**DATA ENTRIES**:
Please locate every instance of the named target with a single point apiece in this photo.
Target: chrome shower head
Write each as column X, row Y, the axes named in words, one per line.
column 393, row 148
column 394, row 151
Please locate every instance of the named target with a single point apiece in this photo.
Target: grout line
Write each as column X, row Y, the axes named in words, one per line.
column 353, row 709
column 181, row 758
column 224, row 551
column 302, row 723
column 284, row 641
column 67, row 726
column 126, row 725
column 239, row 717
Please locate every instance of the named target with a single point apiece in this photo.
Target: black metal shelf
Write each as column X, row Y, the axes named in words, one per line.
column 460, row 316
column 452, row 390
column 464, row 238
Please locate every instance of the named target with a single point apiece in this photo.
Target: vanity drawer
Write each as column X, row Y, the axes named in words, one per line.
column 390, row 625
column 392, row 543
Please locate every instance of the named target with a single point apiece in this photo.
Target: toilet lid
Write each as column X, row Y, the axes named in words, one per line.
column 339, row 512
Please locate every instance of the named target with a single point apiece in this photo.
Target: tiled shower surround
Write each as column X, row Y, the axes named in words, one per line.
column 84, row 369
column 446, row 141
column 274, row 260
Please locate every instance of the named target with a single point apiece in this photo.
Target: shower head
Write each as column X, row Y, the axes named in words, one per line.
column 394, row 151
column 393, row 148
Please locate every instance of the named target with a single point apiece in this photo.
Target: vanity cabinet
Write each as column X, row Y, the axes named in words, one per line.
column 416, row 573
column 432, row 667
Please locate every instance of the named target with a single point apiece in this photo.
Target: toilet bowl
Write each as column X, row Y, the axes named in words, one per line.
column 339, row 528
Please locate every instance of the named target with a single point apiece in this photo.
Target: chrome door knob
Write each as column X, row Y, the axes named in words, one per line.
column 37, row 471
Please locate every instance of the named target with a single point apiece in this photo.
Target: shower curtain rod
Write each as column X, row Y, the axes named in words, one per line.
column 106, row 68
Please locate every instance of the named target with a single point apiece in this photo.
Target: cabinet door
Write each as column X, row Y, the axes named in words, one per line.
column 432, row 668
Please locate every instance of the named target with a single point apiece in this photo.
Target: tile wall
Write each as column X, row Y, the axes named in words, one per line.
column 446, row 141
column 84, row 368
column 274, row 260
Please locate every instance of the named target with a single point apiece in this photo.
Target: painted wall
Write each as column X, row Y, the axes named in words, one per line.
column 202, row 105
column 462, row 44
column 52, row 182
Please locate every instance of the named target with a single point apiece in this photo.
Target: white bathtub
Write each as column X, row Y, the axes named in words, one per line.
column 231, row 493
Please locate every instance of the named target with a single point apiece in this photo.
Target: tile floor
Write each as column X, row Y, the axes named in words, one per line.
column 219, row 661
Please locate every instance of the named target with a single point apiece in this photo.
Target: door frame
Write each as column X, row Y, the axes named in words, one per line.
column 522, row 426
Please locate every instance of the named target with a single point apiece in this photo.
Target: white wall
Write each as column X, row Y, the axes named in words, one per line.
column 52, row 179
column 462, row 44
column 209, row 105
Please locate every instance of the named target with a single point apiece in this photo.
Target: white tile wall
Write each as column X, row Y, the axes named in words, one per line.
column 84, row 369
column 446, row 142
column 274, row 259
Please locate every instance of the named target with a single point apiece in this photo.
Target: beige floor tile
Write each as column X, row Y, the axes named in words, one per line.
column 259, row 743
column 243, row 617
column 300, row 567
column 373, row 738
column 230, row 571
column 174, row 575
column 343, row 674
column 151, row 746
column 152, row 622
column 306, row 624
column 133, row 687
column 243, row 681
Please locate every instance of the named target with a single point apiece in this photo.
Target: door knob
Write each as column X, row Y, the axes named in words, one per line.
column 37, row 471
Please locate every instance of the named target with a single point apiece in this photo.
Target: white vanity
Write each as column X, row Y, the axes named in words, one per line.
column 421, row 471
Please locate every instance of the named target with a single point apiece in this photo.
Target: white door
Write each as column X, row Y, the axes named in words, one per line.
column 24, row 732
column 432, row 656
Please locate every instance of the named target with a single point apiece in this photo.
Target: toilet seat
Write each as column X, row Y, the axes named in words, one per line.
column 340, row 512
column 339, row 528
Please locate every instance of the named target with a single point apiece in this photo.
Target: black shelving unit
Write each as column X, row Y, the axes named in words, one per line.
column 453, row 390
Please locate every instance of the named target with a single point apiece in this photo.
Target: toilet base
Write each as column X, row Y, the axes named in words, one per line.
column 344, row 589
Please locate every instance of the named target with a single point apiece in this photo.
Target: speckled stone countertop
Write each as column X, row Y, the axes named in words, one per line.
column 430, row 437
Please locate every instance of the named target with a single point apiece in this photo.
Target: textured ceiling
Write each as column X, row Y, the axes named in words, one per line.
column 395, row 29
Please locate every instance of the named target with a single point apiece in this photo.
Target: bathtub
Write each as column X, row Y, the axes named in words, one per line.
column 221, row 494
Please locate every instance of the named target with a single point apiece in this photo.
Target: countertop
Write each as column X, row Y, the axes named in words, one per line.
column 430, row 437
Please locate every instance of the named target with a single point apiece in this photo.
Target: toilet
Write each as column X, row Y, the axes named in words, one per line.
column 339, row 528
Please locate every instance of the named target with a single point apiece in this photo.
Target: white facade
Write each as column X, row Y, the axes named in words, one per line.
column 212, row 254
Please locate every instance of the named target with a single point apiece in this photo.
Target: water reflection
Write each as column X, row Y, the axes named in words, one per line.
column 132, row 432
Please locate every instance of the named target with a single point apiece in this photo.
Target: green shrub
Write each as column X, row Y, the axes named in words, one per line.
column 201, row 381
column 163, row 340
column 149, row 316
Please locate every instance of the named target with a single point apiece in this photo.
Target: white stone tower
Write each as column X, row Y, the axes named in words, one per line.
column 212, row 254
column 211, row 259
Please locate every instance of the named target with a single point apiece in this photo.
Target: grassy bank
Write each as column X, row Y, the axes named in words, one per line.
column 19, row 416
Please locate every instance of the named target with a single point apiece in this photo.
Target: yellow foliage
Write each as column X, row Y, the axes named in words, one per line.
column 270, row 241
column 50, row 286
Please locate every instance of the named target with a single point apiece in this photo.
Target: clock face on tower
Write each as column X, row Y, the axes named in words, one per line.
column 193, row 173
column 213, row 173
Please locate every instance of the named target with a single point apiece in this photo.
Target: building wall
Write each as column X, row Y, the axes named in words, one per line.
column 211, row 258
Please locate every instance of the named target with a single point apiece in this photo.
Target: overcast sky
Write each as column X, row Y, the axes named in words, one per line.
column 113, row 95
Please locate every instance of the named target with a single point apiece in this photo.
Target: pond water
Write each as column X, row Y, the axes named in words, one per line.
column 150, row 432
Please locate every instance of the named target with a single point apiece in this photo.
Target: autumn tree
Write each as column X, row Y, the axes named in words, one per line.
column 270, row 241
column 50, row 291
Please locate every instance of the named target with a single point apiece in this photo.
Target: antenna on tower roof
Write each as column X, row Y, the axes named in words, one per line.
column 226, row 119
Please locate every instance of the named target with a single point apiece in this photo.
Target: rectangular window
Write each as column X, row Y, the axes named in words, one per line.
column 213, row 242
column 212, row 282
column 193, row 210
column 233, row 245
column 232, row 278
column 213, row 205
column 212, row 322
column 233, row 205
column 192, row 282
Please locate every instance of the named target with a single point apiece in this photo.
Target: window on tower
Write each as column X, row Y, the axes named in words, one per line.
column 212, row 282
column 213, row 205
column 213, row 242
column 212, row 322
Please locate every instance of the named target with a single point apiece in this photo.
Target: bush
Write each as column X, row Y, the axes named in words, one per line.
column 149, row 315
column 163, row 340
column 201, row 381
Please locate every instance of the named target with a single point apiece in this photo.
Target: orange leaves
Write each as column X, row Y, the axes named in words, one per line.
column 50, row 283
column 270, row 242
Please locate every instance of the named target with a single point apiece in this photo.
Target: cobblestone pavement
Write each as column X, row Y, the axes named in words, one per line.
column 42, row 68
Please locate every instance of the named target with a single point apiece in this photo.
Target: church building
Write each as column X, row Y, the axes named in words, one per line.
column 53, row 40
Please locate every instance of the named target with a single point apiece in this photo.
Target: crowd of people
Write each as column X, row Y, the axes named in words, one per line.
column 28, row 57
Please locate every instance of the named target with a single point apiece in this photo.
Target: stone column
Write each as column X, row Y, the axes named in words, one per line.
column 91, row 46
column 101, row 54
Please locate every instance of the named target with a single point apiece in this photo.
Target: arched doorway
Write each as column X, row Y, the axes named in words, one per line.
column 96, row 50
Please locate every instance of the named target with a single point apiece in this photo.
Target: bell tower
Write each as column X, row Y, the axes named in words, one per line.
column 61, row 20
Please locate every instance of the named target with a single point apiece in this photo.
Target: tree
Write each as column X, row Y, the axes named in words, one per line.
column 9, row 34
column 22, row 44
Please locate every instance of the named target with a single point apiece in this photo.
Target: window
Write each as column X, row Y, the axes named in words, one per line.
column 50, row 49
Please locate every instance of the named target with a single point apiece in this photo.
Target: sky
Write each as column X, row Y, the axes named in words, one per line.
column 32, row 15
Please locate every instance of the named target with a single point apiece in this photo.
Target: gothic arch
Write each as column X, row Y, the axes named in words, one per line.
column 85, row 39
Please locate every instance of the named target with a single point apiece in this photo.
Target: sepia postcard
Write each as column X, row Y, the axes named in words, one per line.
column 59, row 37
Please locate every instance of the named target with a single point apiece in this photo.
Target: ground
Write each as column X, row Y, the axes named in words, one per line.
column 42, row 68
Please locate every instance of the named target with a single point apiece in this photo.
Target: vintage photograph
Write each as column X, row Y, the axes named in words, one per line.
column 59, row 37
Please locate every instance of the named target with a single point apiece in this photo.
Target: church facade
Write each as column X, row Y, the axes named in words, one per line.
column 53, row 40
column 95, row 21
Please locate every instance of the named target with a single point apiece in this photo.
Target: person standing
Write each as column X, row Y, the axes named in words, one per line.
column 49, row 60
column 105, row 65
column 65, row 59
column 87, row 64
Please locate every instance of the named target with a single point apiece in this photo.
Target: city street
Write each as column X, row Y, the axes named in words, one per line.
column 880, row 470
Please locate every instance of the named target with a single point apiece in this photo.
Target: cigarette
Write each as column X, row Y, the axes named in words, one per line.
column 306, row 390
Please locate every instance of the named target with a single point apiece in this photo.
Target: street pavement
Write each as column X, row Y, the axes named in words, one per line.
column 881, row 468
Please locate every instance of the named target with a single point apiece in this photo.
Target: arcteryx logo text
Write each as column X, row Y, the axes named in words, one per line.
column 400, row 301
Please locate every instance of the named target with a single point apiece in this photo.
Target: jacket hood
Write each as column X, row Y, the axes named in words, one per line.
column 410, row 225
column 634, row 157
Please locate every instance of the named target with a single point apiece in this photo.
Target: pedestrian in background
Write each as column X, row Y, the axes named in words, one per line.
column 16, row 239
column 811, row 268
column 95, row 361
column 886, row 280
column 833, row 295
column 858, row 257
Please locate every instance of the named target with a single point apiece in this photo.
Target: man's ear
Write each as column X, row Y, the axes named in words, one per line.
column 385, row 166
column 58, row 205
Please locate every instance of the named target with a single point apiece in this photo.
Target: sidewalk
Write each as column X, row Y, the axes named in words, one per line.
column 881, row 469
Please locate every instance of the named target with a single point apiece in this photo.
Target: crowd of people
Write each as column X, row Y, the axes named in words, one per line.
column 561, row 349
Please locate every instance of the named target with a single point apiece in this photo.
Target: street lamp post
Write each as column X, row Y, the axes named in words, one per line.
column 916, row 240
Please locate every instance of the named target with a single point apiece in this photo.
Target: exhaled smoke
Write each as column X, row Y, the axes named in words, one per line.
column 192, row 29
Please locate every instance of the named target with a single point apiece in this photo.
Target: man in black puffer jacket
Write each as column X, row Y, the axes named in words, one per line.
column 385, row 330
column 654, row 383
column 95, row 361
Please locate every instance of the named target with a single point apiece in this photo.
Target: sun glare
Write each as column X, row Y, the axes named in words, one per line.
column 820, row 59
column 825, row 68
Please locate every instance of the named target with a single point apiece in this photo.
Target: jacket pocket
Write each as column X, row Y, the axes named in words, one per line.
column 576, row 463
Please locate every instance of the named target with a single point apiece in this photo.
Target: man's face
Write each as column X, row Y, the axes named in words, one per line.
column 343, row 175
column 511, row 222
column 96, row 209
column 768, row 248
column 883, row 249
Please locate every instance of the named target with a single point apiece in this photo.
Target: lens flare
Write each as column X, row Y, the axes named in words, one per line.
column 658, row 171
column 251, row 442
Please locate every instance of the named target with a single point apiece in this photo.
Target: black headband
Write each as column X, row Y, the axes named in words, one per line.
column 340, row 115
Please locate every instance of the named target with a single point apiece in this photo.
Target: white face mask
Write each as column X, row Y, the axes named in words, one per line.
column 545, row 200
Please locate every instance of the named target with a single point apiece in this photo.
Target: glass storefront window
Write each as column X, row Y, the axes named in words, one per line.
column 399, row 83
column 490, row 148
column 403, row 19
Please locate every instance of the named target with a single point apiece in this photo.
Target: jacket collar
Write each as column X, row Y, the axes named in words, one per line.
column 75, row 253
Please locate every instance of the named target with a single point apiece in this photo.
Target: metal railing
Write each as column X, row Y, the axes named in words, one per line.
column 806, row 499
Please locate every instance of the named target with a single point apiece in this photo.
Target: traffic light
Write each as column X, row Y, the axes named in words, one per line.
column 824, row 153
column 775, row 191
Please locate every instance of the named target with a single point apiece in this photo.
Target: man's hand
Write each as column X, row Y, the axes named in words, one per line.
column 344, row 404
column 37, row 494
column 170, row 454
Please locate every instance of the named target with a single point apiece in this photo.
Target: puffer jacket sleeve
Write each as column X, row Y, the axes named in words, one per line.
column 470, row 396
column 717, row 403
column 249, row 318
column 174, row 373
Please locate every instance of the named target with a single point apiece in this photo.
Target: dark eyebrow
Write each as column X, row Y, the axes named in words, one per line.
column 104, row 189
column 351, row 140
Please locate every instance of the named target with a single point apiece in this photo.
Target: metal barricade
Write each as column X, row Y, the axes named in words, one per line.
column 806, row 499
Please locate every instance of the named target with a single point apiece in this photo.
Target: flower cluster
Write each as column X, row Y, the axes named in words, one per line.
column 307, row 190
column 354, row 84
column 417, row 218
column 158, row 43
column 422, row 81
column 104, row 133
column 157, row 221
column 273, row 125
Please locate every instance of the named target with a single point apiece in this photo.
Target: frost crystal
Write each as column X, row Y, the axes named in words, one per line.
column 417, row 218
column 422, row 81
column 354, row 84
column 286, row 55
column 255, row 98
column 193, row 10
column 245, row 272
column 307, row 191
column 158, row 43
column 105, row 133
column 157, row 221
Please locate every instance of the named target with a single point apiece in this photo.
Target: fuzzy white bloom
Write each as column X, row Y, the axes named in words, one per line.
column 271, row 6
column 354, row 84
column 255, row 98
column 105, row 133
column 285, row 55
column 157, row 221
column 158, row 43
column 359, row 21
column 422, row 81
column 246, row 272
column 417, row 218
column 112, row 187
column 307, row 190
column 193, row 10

**THE PROBLEM**: Return the data verbatim, from its first line up to and including the line that contains "column 464, row 238".

**RESPONSE TO THE EXERCISE**:
Please locate every instance of the named target with a single point apiece in this photo.
Target: chrome shower head
Write each as column X, row Y, the axes named in words, one per line.
column 393, row 148
column 394, row 151
Please locate every instance of the named target with a single point apiece in this photo.
Target: grout line
Write each as column X, row Y, the axes named in words, one per line.
column 353, row 709
column 181, row 758
column 224, row 551
column 302, row 723
column 284, row 641
column 67, row 726
column 126, row 725
column 239, row 717
Please locate every instance of the named target with a single point apiece in this photo.
Target: black metal shelf
Write each as column X, row Y, the axes named in words, one per line.
column 460, row 316
column 452, row 390
column 464, row 238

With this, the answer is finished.